### Requirement
Copy each of the records below word for word, keeping every line and number the same.

### Items

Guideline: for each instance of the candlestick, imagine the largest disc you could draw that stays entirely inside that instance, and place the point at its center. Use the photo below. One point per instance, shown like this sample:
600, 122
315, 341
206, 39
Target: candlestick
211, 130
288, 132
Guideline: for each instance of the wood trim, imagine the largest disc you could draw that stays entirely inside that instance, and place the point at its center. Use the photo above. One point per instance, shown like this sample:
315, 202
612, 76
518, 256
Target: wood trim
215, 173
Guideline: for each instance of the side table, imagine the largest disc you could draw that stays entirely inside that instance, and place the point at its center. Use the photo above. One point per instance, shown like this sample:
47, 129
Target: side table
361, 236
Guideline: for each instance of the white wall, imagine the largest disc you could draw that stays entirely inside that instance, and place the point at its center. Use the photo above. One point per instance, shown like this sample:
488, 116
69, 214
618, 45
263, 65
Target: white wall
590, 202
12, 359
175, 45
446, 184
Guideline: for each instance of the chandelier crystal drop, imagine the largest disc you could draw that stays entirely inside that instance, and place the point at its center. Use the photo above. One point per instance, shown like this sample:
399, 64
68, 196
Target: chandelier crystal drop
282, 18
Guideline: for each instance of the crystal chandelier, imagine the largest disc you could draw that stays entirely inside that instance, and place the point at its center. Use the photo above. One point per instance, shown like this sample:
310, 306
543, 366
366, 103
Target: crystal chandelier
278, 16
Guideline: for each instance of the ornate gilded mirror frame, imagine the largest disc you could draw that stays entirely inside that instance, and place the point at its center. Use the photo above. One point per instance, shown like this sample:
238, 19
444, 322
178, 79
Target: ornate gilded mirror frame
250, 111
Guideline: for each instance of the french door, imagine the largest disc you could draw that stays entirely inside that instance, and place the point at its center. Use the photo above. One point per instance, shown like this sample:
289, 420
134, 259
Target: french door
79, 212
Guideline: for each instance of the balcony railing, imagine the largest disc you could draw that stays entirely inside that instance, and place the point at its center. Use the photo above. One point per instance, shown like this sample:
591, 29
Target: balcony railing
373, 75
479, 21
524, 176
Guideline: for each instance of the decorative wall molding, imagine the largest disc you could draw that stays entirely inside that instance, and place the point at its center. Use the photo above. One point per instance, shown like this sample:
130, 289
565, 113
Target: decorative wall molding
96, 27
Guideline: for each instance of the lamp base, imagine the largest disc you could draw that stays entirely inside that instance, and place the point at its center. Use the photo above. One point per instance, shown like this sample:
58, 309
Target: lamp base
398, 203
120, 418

### Exercise answer
Guideline: for each instance of the candlestick, imagine the largest disc you could draw that stays entirely inside that instance, and place the point at its center. Use the photo below. One point per instance, shown like this sample:
600, 122
315, 341
206, 39
Target: candlestick
211, 130
288, 132
Guideline: for each instance of the wood trim, imagine the largest disc you could draw that stays entirely inside that instance, and place the point at its center. Use the photo above. One point per instance, shown like this sample:
315, 202
612, 76
518, 256
Target: wood trim
215, 173
Guideline: for each instance of the side table, imagine the largest disc you could draw that stays entirely inside that instance, and place the point at its center. Use the photo above. One point per instance, shown like this sample:
47, 129
Target: side table
361, 236
Guideline: for each instance of the white wall, imagine the largest disc you could draw that stays entirely inside that instance, and place the point at its center. Use the photo above. One point per instance, shown like this sample:
488, 116
69, 214
618, 45
263, 65
Target: white wall
590, 202
12, 359
175, 45
446, 184
Guideline: for each instance of the chandelier crystal drop, imagine the largest disc you could draw that stays entirely inside that instance, and place the point at its center. Use the photo above. One point per instance, shown like this sample:
399, 64
68, 196
Target: chandelier crystal drop
282, 18
Guideline: for each instance of the crystal chandelier, imagine the largest disc you could draw that stays entirely inside that instance, and place the point at its center. Use the photo above. One point per instance, shown like this sample:
310, 306
543, 366
366, 103
Target: crystal chandelier
278, 16
Guideline: for each instance of the ornate gilded mirror frame, imagine the largest disc you could draw that stays entirely inside that instance, and place the point at its center. Use the photo above. One point per instance, shown like this sample:
238, 19
444, 322
178, 79
Target: ornate gilded mirror frame
250, 111
Guideline: for each instance of the french door, imagine the largest disc you could draw that stays entirely inside that instance, and place the point at its center. Use the photo above. One point per instance, shown like this sample:
289, 420
134, 259
Target: french door
79, 212
Guideline: for each instance of the balcony railing, imagine the largest disc you could draw that stays entirely inside that instance, and place the point at its center. Use the photo above. One point per instance, shown like this sample:
591, 29
Target: balcony railing
373, 75
479, 21
524, 176
Guideline: for each instance of the decorative wall molding, imagine the largest disc you could draw that stays entirely inside that instance, and place the point at its center. Use the photo above. One point per instance, shown like this sample:
130, 289
565, 113
Target: decorative wall molding
96, 27
Guideline: for each instance of the lamp base, imagine the largest disc you could draw that stays entirely inside that instance, and place the point at its center. Use the photo above. One point per instance, shown like this sample:
58, 309
Target: lamp base
398, 203
120, 418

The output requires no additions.